DOCUMENT TEXT:
Tasks (using the same imputation, split, and pre-processing as Exercise 6.3):

(a) Which nonlinear model gives the best resampling and test-set performance? (b) Which predictors are most important? Compare to the linear model’s top 10. (c) For predictors unique to the nonlinear model, explore their relationship with yield.

Data Loading and Imputation

library(AppliedPredictiveModeling)
data(ChemicalManufacturingProcess)

yield75 <- ChemicalManufacturingProcess$Yield
preds75 <- ChemicalManufacturingProcess[, -1]

cat("Dimensions:", nrow(ChemicalManufacturingProcess), "x",
    ncol(ChemicalManufacturingProcess), "\n")

Dimensions: 176 x 58

cat("Missing values in predictors:", sum(is.na(preds75)), "\n")

Missing values in predictors: 106

cat("Yield -- mean:", round(mean(yield75), 2),
    "  sd:", round(sd(yield75), 2),
    "  range:", round(range(yield75), 2), "\n")

WHAT YOU WILL DO:
**1.** According to the chemical manufacturing excerpt, how many missing values are in the predictors?
**2.** For each statement, say yes or no depending on whether it agrees with the chemical manufacturing excerpt, and quote the words that decide it. (a) The data set has 176 rows. (b) The tasks use a different split from Exercise 6.3. (c) The nonlinear model's important predictors are compared with the linear model's top 5.
**3.** Please copy everything from "Tasks (using the" down to "relationship with yield." in the chemical manufacturing excerpt.
The lines after this have nothing to do with the chemical manufacturing excerpt.

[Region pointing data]
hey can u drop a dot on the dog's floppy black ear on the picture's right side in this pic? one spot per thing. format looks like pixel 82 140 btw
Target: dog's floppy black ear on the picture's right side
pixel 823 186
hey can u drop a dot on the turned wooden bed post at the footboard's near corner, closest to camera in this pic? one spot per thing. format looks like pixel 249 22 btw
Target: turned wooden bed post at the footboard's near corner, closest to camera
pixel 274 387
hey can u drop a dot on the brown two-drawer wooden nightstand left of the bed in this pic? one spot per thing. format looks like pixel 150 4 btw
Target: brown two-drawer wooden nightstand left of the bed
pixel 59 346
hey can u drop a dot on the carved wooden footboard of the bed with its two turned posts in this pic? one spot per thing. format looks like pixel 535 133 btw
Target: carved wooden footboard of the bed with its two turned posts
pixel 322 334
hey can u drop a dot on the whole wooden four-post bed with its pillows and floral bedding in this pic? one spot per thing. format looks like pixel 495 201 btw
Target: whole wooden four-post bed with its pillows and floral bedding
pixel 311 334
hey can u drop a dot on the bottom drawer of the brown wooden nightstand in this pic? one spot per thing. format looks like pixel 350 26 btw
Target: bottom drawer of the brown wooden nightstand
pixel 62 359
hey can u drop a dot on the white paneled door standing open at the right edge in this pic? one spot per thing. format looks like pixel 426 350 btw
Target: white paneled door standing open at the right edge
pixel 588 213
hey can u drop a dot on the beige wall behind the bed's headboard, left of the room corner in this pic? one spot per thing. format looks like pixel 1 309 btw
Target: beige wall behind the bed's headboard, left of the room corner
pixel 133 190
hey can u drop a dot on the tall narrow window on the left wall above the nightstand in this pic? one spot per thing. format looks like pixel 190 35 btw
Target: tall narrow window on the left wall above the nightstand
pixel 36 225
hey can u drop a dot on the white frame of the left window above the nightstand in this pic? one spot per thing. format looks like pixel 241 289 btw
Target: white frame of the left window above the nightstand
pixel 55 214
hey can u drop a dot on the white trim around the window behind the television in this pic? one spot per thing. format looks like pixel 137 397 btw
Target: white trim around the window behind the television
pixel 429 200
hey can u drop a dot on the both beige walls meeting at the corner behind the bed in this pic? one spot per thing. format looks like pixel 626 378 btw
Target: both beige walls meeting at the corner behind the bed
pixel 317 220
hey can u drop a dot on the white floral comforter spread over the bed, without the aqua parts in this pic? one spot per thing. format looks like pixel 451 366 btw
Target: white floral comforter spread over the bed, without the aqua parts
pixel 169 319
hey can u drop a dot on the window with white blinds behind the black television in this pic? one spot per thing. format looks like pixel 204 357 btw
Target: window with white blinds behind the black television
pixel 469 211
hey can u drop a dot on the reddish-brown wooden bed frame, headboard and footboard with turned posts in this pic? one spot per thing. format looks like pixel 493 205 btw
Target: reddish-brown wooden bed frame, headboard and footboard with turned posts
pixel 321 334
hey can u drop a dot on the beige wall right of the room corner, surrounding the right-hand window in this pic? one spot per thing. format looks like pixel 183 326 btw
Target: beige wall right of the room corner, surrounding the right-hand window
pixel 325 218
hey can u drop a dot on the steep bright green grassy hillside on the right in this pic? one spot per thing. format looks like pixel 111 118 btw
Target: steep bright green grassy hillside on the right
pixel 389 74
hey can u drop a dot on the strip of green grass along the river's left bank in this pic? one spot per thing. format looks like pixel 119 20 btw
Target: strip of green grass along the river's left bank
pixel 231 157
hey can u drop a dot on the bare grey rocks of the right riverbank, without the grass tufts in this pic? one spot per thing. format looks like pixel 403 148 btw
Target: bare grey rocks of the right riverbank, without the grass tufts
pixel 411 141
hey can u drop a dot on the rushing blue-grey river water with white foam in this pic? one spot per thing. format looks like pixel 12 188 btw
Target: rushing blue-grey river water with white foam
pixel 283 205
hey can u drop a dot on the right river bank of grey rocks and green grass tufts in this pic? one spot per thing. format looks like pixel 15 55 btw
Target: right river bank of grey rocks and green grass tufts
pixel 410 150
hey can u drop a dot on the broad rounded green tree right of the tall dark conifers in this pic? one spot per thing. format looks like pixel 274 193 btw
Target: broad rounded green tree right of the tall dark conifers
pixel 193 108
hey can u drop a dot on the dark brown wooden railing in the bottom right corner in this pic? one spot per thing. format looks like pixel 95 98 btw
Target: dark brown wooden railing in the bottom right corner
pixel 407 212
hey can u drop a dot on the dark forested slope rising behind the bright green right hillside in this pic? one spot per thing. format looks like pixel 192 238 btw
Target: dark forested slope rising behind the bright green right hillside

PER-TASK OUTPUTS:
**1.** 106

**2.**
(a) Yes: "Dimensions: 176 x 58"
(b) No: "using the same imputation, split, and pre-processing as Exercise 6.3"
(c) No: "Compare to the linear model’s top 10."

**3.**
Tasks (using the same imputation, split, and pre-processing as Exercise 6.3):

(a) Which nonlinear model gives the best resampling and test-set performance? (b) Which predictors are most important? Compare to the linear model’s top 10. (c) For predictors unique to the nonlinear model, explore their relationship with yield.